## AIM OF THE TASK
Write out the data starting at the line containing "Find the hedge" and ending at the line containing "(1282, 836)" as a two-column CSV with the headers text and answer, putting each text and its answer together on one row. Quote every field, and replace any line breaks inside a field with spaces.
** START **
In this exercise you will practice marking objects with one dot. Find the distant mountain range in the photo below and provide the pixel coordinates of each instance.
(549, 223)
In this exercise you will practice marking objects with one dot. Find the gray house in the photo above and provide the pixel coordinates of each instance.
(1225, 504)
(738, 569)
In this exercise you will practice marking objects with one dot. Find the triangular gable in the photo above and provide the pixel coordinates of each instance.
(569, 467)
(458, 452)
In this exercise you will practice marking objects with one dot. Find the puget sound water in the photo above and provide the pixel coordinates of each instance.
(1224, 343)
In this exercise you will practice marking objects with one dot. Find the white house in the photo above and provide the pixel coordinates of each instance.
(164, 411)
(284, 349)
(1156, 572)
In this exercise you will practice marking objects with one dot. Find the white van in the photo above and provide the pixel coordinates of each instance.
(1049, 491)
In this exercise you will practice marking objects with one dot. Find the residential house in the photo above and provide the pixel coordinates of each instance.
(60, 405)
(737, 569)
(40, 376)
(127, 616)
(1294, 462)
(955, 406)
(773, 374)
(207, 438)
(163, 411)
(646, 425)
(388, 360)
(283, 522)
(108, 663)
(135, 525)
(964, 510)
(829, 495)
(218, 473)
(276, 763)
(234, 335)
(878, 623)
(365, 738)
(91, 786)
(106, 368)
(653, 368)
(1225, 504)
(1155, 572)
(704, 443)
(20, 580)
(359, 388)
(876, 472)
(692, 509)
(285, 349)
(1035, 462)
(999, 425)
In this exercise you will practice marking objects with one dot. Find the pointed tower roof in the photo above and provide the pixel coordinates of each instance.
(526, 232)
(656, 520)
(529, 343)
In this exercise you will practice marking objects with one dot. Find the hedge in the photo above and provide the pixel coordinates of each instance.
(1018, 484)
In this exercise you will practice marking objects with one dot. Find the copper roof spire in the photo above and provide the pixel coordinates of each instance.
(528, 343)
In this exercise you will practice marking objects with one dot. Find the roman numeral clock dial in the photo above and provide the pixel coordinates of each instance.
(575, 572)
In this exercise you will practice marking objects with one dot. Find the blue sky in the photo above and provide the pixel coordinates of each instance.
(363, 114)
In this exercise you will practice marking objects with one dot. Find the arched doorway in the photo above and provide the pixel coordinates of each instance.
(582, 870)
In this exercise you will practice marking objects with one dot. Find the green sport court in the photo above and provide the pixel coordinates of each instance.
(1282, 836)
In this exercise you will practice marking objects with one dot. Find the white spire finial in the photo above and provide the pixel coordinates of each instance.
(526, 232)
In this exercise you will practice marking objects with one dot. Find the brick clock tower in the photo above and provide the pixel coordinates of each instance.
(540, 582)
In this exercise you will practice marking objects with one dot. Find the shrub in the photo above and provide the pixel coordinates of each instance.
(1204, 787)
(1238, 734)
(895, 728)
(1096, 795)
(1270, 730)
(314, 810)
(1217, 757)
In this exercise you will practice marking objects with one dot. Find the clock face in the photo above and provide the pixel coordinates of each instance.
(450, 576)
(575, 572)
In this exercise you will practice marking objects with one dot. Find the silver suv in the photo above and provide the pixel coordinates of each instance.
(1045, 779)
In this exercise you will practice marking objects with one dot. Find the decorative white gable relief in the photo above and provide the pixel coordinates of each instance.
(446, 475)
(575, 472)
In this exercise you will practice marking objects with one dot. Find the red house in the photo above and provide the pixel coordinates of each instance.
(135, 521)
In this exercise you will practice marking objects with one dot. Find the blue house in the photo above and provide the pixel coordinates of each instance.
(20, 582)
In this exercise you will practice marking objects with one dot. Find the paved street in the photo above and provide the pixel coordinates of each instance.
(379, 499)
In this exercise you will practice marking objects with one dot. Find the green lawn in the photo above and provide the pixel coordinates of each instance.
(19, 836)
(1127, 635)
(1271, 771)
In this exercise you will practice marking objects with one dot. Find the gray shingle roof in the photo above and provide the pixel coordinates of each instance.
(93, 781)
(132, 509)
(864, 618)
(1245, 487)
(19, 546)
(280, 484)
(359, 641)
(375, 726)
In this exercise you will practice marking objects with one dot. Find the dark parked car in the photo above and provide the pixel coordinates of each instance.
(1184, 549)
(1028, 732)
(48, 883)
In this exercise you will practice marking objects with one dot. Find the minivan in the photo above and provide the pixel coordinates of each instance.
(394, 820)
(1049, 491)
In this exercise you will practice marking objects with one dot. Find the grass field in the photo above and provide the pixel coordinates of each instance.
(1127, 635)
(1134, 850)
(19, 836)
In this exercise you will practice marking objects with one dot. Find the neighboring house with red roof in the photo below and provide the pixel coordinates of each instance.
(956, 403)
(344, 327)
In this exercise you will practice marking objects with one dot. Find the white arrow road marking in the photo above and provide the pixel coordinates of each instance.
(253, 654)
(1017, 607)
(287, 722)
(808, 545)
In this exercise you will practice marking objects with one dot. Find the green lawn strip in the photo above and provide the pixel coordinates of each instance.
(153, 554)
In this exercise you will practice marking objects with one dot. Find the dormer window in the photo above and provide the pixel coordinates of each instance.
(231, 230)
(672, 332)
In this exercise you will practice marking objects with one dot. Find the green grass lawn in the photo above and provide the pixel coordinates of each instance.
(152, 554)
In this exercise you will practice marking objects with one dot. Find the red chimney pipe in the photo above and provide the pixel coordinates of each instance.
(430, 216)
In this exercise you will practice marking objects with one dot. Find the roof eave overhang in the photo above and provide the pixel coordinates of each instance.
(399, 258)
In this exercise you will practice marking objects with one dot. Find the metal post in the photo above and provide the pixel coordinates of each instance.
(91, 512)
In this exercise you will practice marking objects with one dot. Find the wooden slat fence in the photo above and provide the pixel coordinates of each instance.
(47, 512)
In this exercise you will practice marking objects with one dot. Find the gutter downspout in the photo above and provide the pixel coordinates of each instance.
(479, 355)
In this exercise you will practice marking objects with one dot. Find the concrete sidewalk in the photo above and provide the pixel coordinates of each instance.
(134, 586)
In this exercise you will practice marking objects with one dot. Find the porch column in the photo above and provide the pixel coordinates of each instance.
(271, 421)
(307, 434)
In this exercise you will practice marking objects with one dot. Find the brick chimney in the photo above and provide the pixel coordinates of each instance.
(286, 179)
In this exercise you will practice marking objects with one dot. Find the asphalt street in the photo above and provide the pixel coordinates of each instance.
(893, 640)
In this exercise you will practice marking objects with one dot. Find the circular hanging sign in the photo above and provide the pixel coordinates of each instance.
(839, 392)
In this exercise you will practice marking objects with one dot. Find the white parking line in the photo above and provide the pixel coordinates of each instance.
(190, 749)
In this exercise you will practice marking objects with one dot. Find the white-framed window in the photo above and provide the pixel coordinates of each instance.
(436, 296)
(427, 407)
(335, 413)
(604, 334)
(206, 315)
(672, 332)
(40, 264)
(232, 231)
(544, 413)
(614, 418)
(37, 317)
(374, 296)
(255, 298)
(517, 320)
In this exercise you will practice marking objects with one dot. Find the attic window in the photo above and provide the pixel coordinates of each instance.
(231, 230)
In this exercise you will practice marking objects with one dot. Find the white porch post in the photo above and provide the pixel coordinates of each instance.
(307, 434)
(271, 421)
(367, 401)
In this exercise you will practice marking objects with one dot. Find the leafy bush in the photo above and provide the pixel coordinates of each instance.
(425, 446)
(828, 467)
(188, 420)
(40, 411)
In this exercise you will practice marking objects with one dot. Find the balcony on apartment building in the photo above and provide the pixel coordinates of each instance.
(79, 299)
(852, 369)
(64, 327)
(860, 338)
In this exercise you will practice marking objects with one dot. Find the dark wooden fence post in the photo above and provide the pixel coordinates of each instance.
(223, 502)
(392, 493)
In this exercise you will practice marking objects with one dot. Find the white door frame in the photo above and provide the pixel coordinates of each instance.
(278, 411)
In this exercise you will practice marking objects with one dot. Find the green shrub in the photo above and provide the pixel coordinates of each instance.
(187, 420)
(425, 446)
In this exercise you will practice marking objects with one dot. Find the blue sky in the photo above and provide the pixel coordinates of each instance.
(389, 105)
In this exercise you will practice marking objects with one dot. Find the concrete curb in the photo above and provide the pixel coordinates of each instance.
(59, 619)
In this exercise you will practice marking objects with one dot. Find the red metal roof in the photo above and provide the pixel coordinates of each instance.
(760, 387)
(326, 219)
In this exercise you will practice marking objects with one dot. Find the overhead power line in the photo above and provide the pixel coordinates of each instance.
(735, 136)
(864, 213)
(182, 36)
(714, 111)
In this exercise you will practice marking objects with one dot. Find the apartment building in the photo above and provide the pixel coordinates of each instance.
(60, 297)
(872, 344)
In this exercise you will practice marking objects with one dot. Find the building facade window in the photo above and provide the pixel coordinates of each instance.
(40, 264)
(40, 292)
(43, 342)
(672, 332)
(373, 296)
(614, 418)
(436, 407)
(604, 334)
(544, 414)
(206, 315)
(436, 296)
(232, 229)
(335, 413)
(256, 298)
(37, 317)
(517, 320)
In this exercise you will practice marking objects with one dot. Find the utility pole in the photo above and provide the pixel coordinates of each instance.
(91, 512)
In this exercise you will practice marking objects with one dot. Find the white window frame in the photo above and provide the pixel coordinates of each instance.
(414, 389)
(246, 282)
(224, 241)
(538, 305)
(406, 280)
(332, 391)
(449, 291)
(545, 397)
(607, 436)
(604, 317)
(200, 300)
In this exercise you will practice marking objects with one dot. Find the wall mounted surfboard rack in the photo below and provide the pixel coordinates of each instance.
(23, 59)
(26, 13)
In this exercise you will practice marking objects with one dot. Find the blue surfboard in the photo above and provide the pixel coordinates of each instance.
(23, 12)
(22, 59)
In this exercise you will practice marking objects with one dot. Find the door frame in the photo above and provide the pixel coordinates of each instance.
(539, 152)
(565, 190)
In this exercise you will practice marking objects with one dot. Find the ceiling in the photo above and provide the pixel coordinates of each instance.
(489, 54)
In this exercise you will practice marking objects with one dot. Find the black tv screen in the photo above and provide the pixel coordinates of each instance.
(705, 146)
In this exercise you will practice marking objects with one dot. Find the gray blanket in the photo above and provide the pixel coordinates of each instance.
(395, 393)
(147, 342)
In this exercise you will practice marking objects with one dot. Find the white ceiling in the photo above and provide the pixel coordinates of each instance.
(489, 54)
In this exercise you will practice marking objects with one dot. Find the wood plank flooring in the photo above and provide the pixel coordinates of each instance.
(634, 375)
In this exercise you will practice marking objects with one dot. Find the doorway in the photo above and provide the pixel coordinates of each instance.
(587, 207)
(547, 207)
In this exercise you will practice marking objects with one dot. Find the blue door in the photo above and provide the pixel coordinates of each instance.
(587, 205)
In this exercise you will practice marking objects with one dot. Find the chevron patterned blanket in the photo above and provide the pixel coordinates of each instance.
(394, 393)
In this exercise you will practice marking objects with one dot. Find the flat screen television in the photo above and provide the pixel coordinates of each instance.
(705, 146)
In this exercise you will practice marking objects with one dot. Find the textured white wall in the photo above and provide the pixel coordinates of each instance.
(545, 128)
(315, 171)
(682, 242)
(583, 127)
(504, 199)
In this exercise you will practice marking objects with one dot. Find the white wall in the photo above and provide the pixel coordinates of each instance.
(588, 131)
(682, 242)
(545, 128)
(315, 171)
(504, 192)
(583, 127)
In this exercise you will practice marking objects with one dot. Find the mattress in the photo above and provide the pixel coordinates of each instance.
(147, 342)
** END **
## EXERCISE SOLUTION
text,answer
"In this exercise you will practice marking objects with one dot. Find the hedge in the photo above and provide the pixel coordinates of each instance.","(1018, 484)"
"In this exercise you will practice marking objects with one dot. Find the copper roof spire in the photo above and provide the pixel coordinates of each instance.","(528, 343)"
"In this exercise you will practice marking objects with one dot. Find the roman numeral clock dial in the photo above and provide the pixel coordinates of each instance.","(575, 572)"
"In this exercise you will practice marking objects with one dot. Find the blue sky in the photo above and provide the pixel coordinates of each instance.","(363, 114)"
"In this exercise you will practice marking objects with one dot. Find the arched doorway in the photo above and provide the pixel coordinates of each instance.","(582, 870)"
"In this exercise you will practice marking objects with one dot. Find the green sport court in the photo above and provide the pixel coordinates of each instance.","(1282, 836)"